* _Supplied records_
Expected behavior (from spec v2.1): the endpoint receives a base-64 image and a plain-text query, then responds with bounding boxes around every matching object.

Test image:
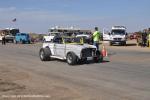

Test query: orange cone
[101,45,108,57]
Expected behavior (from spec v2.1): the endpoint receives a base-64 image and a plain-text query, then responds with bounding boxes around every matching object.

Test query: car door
[55,44,65,57]
[54,37,65,58]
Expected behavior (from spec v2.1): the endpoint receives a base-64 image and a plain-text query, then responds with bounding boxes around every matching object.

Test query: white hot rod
[39,36,103,65]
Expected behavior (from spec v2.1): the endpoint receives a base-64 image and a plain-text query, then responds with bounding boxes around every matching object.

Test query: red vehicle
[129,34,134,40]
[133,33,137,39]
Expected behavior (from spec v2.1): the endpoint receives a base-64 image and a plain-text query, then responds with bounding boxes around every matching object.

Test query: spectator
[93,27,101,50]
[141,32,147,47]
[2,35,6,45]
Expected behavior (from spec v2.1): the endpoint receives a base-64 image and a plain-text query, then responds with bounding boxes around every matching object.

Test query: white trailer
[102,28,111,41]
[43,26,91,42]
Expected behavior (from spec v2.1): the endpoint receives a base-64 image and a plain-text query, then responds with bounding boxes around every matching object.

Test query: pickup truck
[5,35,15,43]
[15,33,31,44]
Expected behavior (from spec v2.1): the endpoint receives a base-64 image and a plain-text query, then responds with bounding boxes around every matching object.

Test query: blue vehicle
[15,33,31,44]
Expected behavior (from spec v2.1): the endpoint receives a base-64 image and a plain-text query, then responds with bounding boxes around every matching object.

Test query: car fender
[65,45,82,59]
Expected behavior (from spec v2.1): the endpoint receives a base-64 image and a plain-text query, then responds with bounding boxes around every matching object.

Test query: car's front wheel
[122,41,126,46]
[39,48,51,61]
[66,52,77,65]
[109,41,113,46]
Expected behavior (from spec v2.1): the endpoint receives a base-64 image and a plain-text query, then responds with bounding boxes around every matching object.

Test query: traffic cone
[101,45,108,57]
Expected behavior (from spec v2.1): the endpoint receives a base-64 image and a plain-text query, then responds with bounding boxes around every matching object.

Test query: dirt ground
[0,40,150,100]
[0,63,85,100]
[0,44,85,100]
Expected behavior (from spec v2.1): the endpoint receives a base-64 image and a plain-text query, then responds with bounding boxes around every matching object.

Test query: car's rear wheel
[39,48,51,61]
[66,52,77,65]
[147,41,149,47]
[22,40,25,44]
[15,40,18,44]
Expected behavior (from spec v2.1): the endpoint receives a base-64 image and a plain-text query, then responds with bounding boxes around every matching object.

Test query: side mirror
[108,33,111,35]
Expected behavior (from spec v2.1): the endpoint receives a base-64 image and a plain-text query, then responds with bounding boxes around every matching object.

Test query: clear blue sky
[0,0,150,33]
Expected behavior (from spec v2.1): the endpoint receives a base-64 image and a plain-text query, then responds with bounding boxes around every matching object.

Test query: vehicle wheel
[15,40,18,44]
[28,41,31,44]
[66,52,77,65]
[147,41,149,47]
[124,42,126,46]
[22,40,25,44]
[94,50,103,63]
[13,39,15,43]
[122,42,126,46]
[21,40,23,44]
[39,48,51,61]
[109,42,112,46]
[79,58,87,64]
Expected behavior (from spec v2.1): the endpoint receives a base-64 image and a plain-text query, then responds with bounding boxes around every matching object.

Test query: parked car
[39,36,103,65]
[5,35,15,43]
[15,33,31,44]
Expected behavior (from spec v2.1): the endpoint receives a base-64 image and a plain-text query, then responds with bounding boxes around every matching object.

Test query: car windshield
[21,33,26,36]
[111,30,125,35]
[63,37,83,44]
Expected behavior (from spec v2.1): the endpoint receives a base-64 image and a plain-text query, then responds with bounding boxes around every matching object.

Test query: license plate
[87,57,93,60]
[115,42,120,44]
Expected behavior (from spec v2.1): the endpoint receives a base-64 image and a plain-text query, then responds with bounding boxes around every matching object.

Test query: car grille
[114,38,122,41]
[81,48,96,58]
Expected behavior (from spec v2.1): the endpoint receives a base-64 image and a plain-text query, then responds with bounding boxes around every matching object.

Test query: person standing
[93,27,101,50]
[141,32,147,47]
[2,35,6,45]
[148,33,150,47]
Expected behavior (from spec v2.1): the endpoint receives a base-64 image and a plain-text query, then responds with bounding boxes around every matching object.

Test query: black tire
[21,40,23,44]
[39,48,51,61]
[13,39,15,43]
[122,41,126,46]
[124,42,126,46]
[109,41,112,46]
[79,58,87,64]
[94,50,103,63]
[15,41,18,44]
[22,40,26,44]
[66,52,77,65]
[28,41,31,44]
[147,41,149,47]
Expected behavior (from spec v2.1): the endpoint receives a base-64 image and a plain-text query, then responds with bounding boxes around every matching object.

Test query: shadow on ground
[111,43,137,46]
[46,59,110,66]
[126,43,137,46]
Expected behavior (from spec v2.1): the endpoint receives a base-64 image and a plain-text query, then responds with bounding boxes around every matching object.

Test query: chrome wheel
[40,50,44,60]
[67,54,72,64]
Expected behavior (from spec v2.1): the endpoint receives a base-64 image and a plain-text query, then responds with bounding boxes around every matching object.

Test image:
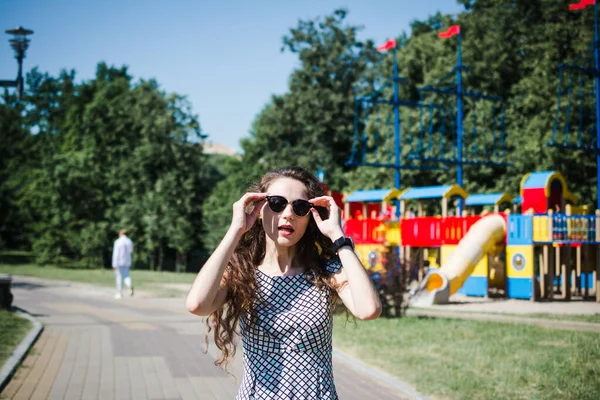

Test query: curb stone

* _Task description_
Write the material above out again exactly as it reads, but don't carry over the pictures.

* _Result for this exercise_
Expected behavior (from spec v2.1): the endpoint receives a base-64 image and a plain-text query, then responds with bounding boxes around every matching object.

Test image:

Test query: orange cone
[101,45,108,57]
Expected behavior (from spec v2.1): the endpoint receives a base-64 image and a plain-text query, then responds with bounding boxes around every matching object.

Test query: car door
[55,44,65,57]
[54,37,65,58]
Expected behavior (from spec v2.1): the endpoint receives a base-64 image and a plain-text query, then responds with bounding boxes around every matching object.

Test query: white hot rod
[39,36,103,65]
Expected behavior (from spec v2.1): the endpoint receives a base-64 image and a plain-text query, then responds with bounding boxes around every matching object.

Test query: red vehicle
[129,34,134,40]
[133,33,137,39]
Expected behavior (from spec v2.1): the endpoint receives a base-64 image and a plain-text query, then responds with bounding boxes around every matching object.

Test query: spectator
[93,27,101,50]
[141,32,147,47]
[2,35,6,45]
Expected behavior (from spec v2.1): the endpoint receives a base-64 image and a plain-text query, then responds with bounding boxes around every matching object.

Test query: white trailer
[102,28,111,41]
[43,26,91,42]
Expected behavior (from spec v2.1): the endpoint receives a base-64 image and a plain-text query, then responds with bounding boxes around every matching object.

Test query: pickup truck
[5,35,15,43]
[15,33,31,44]
Expected behavior (from spec v2.1): the endpoint receives a base-64 image and a plain-text query, then responds with bounding boxes around every matching object.

Test query: blue vehicle
[15,33,31,44]
Expected behavior (from spec v2.1): the endpoint receives a base-64 image and a plain-text query, then responds with bounding boxes around every matching object.

Test query: car fender
[65,45,82,59]
Expected behavior (from spec v2.1): the endpoint receives a base-64 image and a plain-text query, then responds with bounding boxes around every matching object.

Test query: car's front wheel
[122,41,126,46]
[39,48,51,61]
[66,52,77,65]
[109,41,113,46]
Expected behavior (from spec v2.1): the endpoint receives a base-64 image and a plain-text query, then responds with bounding boxes around every matching object.

Test query: traffic cone
[101,45,108,57]
Expected behavior (from spec v2.1): the endpoint receives a base-64 image and a plain-text query, then responds with bounding boxes around every matching object.

Test query: dirt ground
[0,40,150,100]
[0,63,85,100]
[0,44,85,100]
Expected behavior (from spec v2.1): the endpoint receives a base-64 image and a plain-text query, then responds with bounding boxes around every matching object.

Test query: car's rear wheel
[39,48,51,61]
[66,52,77,65]
[147,41,149,47]
[22,40,25,44]
[15,40,18,44]
Expected behavior (from spec v2.1): the endpoint receives a base-64 image and a plain-text query, then responds with bounding boxes around every matching object.

Test query: side mirror
[108,33,111,35]
Expected behavior (from spec v2.1): the endpoint receives a base-64 image and a plain-text query, then responds with bounding boxes around every matching object.

Test query: clear blue sky
[0,0,150,33]
Expected behavior (from spec v2.1): the endpoint receives a base-64 image and a plain-text query, then responds with bounding boxes around every matching object.

Test query: vehicle wheel
[15,40,18,44]
[28,41,31,44]
[66,52,77,65]
[147,41,149,47]
[124,42,126,46]
[22,40,25,44]
[94,50,103,63]
[13,39,15,43]
[122,42,126,46]
[21,40,23,44]
[39,48,51,61]
[109,42,112,46]
[79,58,87,64]
Expected behavior (from spec v2.1): the endpoint receives a base-64 image and a plain-text query, then responds with bounding boxes around every matching object.

Test query: parked car
[39,36,103,65]
[5,35,15,43]
[15,33,31,44]
Expected behavior (from spec v2.1): the endpoint receives a base-64 image and a plain-text query, then responds with bounding boxes around every matching object.

Test query: car windshield
[21,33,26,36]
[111,30,125,35]
[63,37,83,44]
Expected behavior (from spec v2.1): the endpoint receives a base-64 image and a plain-text query, then responds with bounding boxes around every matching object.

Test query: license plate
[87,57,93,60]
[115,42,120,44]
Expected behavior (from spec v2.1): the endpoint receives a base-64 image and a plain-text query, then responds with bounding boxes around every matching object.

Test query: car grille
[114,38,122,41]
[81,48,96,58]
Expected behavior (from spec v2.1): the endpoint receives a base-64 image and a plain-text query, then responds with bounding boxes around every matching object.

Test query: person standing
[93,27,101,50]
[141,32,147,47]
[2,35,6,45]
[148,33,150,47]
Expected behavior (from spec v2.1): the endpoint receives a base-64 image and a plain-text query, then responds with bounding boxes around every matching object.

Test query: black tire
[21,40,23,44]
[39,48,51,61]
[13,39,15,43]
[122,41,126,46]
[124,42,126,46]
[109,41,112,46]
[79,58,87,64]
[94,50,103,63]
[15,41,18,44]
[22,40,26,44]
[66,52,77,65]
[28,41,31,44]
[147,41,149,47]
Expected behavior (from spec v2.1): the endpoint receives a base-64 image and a plain-text query, then responds with bounding boxes around every matching object.

Test query: shadow on ground
[111,43,137,46]
[46,59,110,66]
[126,43,137,46]
Expected behavior (from spec v2.1): the endpoint receives a base-64 image and a plain-text query, then responds with bounding boxes around every matching object.

Test query: chrome wheel
[40,50,44,60]
[67,54,72,64]
Expected behavior (from spec v2.1): the endpoint receives a base-64 image and a plain-text query, then responds with bounding boxes around every matching object.

Test image:

Test query: curb stone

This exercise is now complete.